= QUOTED PASSAGE =
# Seat Clamp Size for Cannondale ?



## carlgorse (7 Jan 2011)

Hello All 

Im thinking about buying a new Seat Clamp for my Cannondale Six , but how do ou find out the correct size ? 

I know it will be above 31.6 as this is my Seat Post size  

Thanks for your help

Carl


----------



## ColinJ (7 Jan 2011)

If you don't have callipers, improvise some with a large adjustable spanner. Close the jaws of the spanner on the outside of the tubing (being careful not to scratch your paintwork), slide the spanner off and measure between the jaws!


----------



## Rob3rt (7 Jan 2011)

When the frame is worth that much, you buy some calipers and measure it, or take it to a bike shop and have them measure it.

= SUPPLIED DATA =

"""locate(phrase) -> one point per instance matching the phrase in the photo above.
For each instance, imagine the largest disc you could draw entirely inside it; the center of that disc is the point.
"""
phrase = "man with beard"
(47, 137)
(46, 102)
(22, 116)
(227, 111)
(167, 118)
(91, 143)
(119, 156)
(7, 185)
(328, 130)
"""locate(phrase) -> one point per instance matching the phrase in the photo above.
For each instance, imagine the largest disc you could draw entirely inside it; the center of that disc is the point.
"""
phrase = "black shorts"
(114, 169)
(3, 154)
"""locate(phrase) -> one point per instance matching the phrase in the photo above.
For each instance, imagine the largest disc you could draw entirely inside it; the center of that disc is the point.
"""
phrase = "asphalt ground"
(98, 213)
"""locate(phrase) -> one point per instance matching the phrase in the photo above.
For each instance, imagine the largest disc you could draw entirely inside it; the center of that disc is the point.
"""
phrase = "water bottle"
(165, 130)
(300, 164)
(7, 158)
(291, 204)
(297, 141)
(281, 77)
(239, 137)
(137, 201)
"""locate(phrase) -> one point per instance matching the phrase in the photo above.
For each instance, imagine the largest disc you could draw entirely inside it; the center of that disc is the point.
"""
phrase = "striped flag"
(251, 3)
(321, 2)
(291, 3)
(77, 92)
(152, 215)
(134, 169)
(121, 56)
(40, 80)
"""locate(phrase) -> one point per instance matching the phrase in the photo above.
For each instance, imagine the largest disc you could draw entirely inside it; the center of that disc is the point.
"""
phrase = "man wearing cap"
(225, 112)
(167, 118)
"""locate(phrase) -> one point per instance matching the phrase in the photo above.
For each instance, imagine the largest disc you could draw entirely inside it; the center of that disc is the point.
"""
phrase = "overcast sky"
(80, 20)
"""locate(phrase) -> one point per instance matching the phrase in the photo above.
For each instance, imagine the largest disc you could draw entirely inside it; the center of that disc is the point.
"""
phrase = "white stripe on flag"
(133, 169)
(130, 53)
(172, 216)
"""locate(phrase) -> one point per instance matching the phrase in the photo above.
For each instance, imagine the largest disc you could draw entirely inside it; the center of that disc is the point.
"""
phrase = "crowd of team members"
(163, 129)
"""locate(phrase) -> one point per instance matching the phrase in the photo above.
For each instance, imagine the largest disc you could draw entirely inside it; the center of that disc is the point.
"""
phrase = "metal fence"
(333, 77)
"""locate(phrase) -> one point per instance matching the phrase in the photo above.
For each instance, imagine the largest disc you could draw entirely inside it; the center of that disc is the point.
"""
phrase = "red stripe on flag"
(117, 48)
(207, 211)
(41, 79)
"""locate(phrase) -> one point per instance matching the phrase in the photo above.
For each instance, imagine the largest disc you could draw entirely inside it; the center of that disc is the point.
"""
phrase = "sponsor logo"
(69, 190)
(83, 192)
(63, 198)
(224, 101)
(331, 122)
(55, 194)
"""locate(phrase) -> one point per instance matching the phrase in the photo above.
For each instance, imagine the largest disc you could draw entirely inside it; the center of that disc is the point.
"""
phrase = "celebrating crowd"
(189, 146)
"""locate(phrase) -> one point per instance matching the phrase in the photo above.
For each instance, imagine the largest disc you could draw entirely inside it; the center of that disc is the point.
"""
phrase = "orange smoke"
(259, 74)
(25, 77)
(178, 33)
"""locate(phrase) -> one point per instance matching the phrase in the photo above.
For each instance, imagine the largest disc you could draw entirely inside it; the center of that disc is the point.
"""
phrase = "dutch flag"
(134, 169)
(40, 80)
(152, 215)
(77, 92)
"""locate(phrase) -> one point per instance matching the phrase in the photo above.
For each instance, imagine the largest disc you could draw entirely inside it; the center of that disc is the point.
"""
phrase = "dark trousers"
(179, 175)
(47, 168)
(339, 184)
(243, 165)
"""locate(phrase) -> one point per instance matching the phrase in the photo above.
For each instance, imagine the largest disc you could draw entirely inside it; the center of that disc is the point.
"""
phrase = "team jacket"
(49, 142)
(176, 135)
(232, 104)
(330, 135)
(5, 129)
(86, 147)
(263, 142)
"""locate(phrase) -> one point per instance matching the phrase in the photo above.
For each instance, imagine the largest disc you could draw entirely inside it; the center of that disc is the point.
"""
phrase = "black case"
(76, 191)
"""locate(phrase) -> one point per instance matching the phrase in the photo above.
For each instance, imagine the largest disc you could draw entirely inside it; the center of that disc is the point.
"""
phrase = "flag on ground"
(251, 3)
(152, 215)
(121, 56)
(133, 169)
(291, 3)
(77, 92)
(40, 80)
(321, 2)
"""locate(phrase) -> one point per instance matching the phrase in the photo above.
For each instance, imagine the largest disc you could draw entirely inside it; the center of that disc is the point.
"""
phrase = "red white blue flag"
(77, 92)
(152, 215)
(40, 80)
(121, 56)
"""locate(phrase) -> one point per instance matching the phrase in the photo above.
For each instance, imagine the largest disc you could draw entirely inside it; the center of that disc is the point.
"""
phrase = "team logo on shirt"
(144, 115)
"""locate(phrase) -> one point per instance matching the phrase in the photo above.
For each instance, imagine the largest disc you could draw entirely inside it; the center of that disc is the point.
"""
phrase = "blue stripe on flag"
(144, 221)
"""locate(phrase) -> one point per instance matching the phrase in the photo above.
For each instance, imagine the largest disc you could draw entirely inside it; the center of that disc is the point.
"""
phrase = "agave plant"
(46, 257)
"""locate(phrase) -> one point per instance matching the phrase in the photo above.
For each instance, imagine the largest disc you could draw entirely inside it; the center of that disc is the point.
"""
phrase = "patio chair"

= PROMPT =
In the forum thread on Cannondale seat clamp sizing, what tool does ColinJ suggest improvising calipers from?

= REPLY TO THE TASK =
A large adjustable spanner.